===== Given records =====
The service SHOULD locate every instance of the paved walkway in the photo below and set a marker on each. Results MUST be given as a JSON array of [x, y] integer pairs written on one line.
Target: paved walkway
=====
===== Given records =====
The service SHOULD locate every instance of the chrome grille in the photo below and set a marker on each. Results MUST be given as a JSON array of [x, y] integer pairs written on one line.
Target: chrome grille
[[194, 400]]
=====
All that is wanted is a faithful reproduction of the line above with "The service SHOULD locate every instance of the paved", the line with "Target: paved walkway", and every line in between.

The service SHOULD locate every instance of the paved walkway in the photo below and set a marker on each. Results MUST be given as a JSON array of [x, y] integer pairs written on one line.
Target: paved walkway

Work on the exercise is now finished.